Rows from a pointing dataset
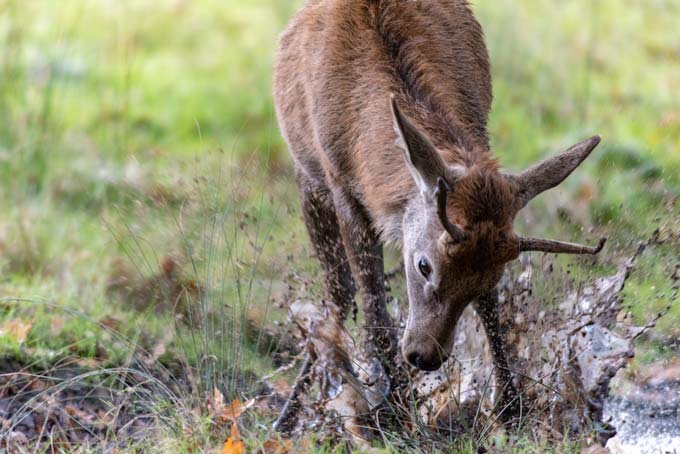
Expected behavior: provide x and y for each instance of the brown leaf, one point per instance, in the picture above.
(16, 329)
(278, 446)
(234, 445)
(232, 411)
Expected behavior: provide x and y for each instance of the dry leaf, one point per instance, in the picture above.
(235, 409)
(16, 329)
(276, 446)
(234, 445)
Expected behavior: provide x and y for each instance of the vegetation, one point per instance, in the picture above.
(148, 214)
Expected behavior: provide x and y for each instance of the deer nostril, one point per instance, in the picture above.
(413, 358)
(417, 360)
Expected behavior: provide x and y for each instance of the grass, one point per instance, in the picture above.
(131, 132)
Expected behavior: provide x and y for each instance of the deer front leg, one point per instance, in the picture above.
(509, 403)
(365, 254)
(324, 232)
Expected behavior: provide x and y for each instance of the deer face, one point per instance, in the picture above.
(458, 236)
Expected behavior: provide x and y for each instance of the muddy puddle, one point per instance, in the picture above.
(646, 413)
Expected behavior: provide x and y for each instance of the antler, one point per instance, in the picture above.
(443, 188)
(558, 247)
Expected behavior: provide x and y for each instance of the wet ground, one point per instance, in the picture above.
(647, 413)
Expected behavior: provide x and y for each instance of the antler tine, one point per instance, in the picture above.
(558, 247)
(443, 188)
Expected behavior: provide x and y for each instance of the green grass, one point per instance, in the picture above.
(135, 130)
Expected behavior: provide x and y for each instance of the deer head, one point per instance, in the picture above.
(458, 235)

• _Exercise_:
Please copy all the items above line for line, leaving out the pictures.

• _Finished answer_:
Expected behavior: provide x and y for each instance of the brown leaf, one point per instance, in the picture above.
(16, 329)
(278, 446)
(234, 445)
(232, 411)
Expected behavior: provide x and y for each instance of the dry leaf, one point per instance, in the picture above.
(235, 409)
(16, 329)
(276, 446)
(234, 445)
Expected behavior: provide x and y for each instance of the vegetation, one point per instance, in the picture above.
(148, 214)
Expected behavior: provide x and y for each instance of the deer nostril, one point per instance, in the picture above.
(413, 358)
(417, 360)
Expected behavior: provide x and y for each instance of the grass, one point per instance, in the picture above.
(131, 132)
Expected behavior: provide x and y for each instance of the deer front leg, one point per instance, in the picture above.
(509, 403)
(365, 254)
(324, 232)
Expected behavior: provide x and y for each instance of the deer face, one point per instance, in the picture above.
(458, 236)
Expected behavior: provide x and y for each instance of the muddy puddle, one point per instance, in the picture above.
(646, 413)
Expected behavior: provide x and y for each instance of the antler, one point per instance, in the picture above.
(443, 188)
(558, 247)
Expected behavior: provide x and y for each instance of the wet ground, one point per instance, in the picture above.
(647, 413)
Expected behavior: provide x and y for each instance of the antler tine, one point per instance, in the picture above.
(558, 247)
(443, 188)
Expected behavior: provide x and y for each instance of the green grass, one point per instance, in the picture above.
(135, 130)
Expected behavior: provide x and y for each instance of the deer head, one point per instance, in the picture above.
(458, 235)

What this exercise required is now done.